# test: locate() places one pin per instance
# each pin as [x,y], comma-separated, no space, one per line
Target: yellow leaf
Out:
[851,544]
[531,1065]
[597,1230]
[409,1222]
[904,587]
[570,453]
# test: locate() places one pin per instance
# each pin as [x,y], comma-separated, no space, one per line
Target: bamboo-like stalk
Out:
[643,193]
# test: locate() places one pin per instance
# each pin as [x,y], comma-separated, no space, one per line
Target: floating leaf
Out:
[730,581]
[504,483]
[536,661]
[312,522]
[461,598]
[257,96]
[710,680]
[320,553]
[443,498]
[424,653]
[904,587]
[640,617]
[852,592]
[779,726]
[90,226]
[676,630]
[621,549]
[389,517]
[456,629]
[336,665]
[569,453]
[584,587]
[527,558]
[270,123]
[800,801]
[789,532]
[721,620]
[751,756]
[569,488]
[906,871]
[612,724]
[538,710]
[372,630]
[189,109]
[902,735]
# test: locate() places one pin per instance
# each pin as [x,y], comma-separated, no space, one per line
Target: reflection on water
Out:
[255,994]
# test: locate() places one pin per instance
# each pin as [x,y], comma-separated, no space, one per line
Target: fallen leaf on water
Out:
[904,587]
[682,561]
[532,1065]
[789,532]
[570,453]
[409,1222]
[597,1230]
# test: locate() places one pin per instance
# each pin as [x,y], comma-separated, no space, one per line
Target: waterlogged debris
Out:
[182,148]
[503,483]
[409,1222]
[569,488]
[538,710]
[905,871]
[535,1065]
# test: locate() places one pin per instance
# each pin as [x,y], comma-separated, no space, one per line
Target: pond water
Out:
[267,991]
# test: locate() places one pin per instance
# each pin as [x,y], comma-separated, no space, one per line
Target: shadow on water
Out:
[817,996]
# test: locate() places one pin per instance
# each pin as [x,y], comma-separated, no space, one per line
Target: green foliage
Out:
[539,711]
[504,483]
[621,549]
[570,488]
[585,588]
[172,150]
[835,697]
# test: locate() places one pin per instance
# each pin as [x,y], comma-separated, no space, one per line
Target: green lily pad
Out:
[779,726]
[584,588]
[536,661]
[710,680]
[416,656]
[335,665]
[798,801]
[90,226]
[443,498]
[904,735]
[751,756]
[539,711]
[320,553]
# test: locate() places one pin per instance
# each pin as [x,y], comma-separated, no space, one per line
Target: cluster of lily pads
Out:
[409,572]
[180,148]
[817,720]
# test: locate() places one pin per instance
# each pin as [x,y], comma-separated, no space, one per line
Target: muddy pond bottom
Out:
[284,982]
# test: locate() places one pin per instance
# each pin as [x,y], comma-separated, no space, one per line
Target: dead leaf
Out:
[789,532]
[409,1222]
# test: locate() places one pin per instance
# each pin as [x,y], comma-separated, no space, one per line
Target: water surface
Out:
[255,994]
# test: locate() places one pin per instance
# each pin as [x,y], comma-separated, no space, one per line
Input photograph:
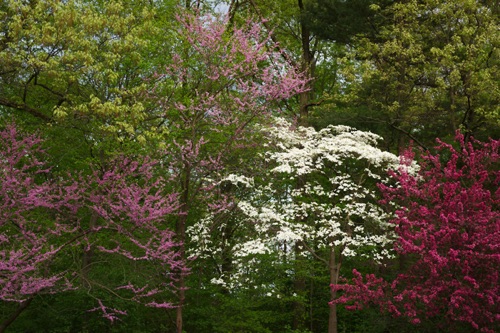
_ _ _ _ _
**SET TASK**
Find every line in the listing that contains the word "pond", and copy each of those lines.

**OUTPUT OF THE TASK**
Target: pond water
Target: muddy pond bottom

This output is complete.